**Stated exercise**
Reproduce the data from the line containing "of the dormer" through the end of the data, requests included, and shift every coordinate in the answers by -42. Keep the requests and their sample coordinates unchanged.

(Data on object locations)
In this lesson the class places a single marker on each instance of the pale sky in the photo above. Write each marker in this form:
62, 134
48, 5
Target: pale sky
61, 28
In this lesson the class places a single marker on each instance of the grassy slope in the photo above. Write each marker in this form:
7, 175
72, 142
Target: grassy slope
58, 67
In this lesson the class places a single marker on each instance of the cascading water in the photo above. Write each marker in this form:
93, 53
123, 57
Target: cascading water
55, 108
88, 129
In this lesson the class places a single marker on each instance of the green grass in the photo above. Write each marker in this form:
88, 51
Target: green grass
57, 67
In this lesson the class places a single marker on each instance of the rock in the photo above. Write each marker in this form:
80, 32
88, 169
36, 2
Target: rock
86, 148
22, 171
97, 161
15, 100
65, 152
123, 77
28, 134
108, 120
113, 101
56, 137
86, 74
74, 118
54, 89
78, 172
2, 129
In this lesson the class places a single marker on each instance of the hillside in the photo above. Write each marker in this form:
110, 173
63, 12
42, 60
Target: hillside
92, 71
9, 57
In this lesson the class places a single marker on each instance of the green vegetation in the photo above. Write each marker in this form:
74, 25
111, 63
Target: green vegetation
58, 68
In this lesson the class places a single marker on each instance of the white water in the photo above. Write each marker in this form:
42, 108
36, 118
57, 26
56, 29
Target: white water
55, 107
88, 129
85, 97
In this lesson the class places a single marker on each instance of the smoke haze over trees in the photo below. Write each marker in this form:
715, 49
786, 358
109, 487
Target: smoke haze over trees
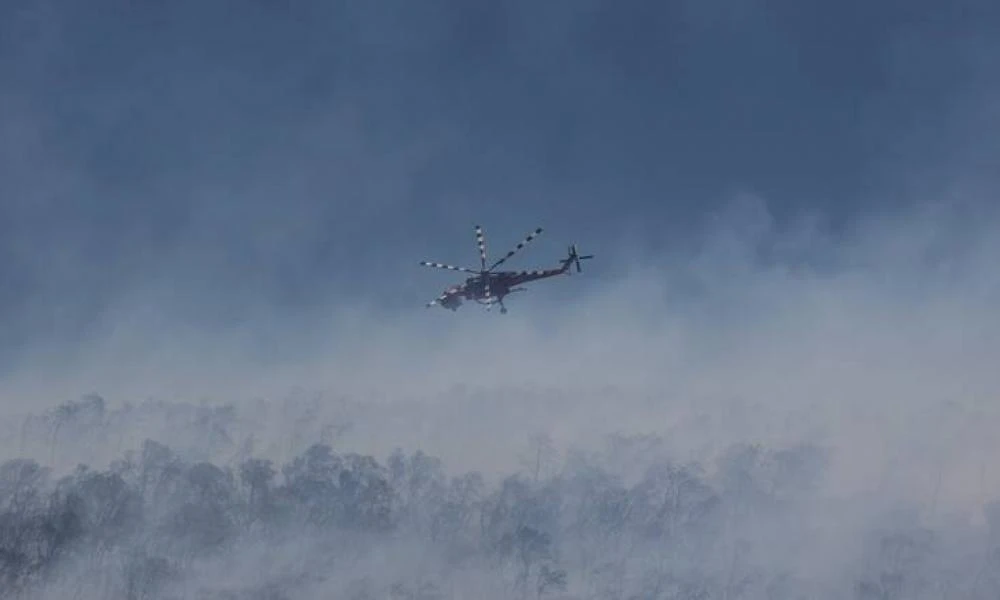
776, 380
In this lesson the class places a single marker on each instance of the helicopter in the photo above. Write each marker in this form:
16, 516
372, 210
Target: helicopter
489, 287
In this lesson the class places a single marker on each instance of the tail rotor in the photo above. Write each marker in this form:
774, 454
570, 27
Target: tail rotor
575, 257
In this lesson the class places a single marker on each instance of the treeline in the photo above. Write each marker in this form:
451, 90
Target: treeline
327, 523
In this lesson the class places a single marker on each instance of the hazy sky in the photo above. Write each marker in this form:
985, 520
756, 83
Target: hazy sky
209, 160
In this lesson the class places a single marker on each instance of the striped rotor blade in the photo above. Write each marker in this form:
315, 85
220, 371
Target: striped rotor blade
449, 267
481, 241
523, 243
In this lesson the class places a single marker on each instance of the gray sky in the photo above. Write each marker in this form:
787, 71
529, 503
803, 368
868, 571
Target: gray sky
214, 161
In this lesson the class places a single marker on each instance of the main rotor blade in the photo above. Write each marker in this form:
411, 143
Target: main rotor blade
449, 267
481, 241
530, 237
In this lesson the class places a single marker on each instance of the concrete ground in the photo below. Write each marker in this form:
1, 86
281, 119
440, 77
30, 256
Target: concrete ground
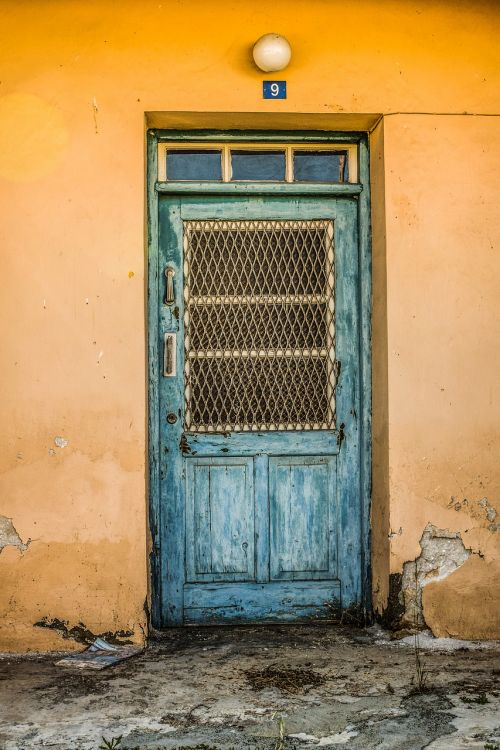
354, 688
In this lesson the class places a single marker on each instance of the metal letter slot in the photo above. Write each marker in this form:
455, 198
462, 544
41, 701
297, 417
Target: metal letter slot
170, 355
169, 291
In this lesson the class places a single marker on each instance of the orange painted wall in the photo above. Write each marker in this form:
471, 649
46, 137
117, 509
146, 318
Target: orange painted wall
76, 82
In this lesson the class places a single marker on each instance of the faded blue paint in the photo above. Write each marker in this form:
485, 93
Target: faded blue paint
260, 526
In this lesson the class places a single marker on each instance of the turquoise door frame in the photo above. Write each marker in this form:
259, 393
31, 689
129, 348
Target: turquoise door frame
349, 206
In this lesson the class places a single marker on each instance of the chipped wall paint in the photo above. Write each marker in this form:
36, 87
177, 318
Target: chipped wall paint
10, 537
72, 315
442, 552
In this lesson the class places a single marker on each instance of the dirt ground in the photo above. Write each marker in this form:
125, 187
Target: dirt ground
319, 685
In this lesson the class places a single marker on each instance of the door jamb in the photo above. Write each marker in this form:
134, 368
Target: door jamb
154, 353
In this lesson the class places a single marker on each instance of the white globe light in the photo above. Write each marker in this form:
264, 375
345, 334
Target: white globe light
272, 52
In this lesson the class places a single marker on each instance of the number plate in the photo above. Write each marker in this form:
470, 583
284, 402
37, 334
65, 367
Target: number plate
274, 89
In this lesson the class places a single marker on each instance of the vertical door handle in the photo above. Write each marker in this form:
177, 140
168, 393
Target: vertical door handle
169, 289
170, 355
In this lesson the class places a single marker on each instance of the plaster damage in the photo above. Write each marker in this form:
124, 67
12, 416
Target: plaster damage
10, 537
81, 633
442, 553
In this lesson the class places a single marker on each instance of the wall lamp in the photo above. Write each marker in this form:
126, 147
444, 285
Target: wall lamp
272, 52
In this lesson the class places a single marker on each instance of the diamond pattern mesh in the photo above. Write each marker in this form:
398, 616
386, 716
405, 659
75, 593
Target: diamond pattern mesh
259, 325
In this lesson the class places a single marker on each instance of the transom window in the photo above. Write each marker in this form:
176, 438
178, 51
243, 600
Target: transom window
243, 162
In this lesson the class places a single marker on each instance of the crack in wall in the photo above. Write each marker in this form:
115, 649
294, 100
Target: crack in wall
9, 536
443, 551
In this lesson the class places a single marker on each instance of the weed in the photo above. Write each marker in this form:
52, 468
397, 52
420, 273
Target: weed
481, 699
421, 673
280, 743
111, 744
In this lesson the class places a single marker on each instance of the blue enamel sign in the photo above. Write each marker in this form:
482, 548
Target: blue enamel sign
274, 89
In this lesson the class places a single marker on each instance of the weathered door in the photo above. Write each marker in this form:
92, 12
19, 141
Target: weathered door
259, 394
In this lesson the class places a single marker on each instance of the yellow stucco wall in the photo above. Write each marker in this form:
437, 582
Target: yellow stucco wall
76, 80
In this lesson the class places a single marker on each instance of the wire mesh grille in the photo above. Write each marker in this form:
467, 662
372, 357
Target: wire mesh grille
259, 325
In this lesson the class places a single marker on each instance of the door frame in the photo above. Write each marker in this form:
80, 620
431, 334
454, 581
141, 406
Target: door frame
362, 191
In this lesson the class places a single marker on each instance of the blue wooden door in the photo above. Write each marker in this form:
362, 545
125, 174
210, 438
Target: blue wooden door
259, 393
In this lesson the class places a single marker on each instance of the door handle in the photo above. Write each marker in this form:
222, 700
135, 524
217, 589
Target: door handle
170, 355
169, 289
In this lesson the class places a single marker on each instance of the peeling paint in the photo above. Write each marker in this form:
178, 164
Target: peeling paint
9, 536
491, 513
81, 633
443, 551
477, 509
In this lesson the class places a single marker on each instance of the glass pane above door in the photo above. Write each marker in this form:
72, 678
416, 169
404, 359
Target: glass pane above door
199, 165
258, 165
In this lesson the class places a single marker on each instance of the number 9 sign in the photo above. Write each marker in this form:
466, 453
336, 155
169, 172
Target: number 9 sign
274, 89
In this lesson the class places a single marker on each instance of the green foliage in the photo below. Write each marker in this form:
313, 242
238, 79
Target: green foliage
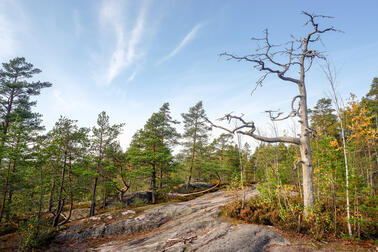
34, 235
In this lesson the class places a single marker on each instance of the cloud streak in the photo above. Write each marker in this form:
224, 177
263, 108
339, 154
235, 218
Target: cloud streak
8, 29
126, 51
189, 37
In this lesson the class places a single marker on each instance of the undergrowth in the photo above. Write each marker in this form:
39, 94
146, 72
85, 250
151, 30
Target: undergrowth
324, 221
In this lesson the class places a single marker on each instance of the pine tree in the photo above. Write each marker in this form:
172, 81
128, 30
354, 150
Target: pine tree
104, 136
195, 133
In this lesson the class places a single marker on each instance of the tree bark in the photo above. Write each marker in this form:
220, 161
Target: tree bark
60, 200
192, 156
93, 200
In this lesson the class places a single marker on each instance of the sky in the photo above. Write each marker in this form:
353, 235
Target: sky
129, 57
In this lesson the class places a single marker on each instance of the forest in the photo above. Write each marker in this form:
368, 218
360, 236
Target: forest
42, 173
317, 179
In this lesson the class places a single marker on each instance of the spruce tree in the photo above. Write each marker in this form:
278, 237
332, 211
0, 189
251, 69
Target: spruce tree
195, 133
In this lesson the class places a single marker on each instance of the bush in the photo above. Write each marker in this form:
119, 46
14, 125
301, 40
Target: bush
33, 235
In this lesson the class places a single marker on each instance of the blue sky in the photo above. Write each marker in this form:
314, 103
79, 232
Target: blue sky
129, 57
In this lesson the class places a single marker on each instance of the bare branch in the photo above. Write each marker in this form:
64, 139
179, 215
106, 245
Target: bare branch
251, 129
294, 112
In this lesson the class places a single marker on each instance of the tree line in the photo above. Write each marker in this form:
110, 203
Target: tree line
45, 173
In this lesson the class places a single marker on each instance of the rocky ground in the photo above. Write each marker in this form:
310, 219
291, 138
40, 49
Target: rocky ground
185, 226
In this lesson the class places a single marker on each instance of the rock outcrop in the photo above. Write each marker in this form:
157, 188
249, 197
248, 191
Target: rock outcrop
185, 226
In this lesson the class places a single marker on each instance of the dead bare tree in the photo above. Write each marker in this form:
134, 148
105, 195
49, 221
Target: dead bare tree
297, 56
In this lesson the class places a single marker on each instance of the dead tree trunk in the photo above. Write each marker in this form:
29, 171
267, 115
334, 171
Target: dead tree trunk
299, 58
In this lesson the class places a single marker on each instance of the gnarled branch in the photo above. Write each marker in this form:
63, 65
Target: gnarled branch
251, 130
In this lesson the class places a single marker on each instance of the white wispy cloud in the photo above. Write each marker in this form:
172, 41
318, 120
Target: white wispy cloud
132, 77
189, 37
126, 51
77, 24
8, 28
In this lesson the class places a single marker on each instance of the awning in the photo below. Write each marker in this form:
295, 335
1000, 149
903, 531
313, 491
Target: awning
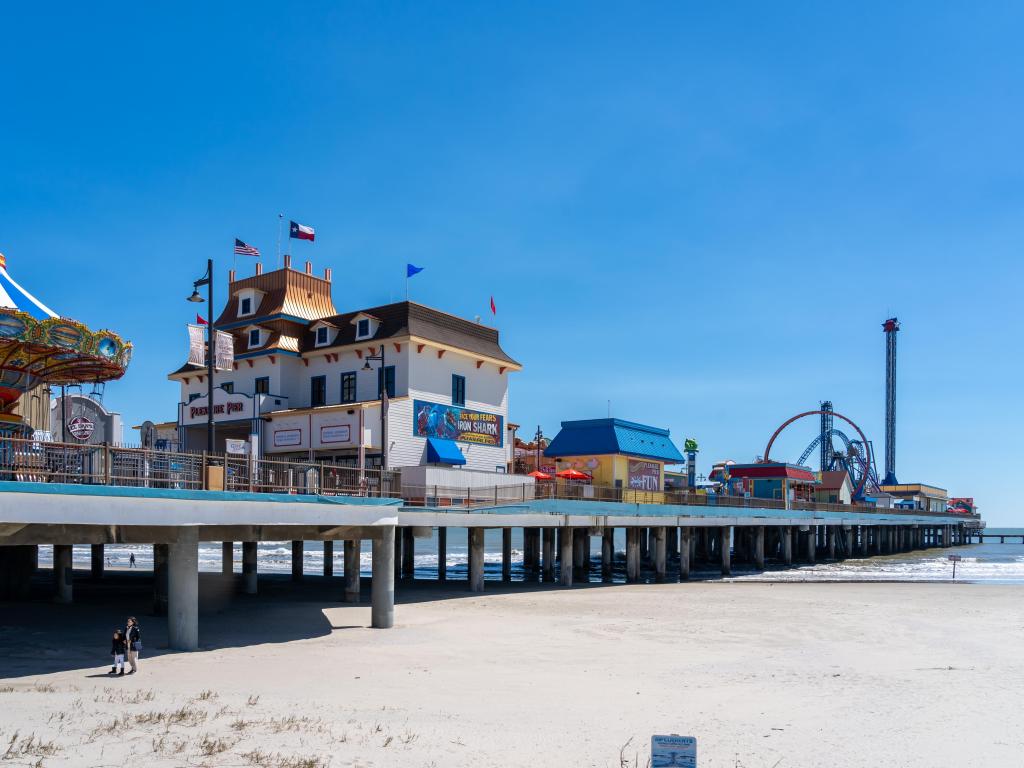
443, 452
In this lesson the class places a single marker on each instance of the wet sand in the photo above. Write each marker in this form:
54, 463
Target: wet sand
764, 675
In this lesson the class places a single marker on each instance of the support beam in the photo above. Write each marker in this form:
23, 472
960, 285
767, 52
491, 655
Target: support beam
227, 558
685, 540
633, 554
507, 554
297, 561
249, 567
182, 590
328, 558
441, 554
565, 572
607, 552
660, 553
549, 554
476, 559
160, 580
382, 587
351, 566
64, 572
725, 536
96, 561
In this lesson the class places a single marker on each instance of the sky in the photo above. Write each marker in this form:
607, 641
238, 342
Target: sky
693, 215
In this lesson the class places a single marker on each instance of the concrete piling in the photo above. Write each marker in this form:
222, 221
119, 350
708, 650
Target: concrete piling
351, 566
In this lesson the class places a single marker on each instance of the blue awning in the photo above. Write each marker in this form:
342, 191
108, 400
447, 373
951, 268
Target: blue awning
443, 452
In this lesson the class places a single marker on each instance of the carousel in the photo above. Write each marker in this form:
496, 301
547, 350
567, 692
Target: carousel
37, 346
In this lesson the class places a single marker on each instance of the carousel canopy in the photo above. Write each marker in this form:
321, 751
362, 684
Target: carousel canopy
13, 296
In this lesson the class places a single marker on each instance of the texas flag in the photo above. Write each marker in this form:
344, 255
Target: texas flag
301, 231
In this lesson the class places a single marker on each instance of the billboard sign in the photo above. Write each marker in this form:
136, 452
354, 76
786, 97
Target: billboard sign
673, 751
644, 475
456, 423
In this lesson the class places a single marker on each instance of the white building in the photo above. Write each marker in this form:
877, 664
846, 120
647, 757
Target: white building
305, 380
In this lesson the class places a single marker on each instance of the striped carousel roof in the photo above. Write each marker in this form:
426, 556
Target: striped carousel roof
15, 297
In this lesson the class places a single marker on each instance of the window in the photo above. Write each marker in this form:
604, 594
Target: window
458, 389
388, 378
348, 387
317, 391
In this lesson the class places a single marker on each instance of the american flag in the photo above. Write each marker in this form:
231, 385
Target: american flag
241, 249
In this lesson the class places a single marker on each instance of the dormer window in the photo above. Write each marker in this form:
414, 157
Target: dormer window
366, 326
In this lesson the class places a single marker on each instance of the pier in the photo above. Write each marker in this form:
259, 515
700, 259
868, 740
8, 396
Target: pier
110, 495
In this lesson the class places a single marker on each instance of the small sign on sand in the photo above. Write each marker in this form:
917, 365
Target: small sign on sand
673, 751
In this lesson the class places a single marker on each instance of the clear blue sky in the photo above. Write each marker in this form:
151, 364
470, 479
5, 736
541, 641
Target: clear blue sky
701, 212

**Exercise solution**
In this lesson the class places a single marker on each instance of the dormer window in the photo above. Write each marker in this form:
414, 157
Target: dormer window
324, 284
In this lesson the class places a single marker on each instance of the pier in the photo above. Write each marker in this form:
259, 515
700, 259
868, 740
8, 396
Target: pier
68, 453
In this lesson the class places a single marker on each instance of the small sign on sand in the photo above. Write each marker in this form:
917, 365
Target: small sign on sand
631, 709
In this lesson the class places a single marker on each instance of the clear blue sky in the photo above. Write each marker in this form:
151, 364
470, 479
5, 736
541, 641
Target: clear blue sky
659, 170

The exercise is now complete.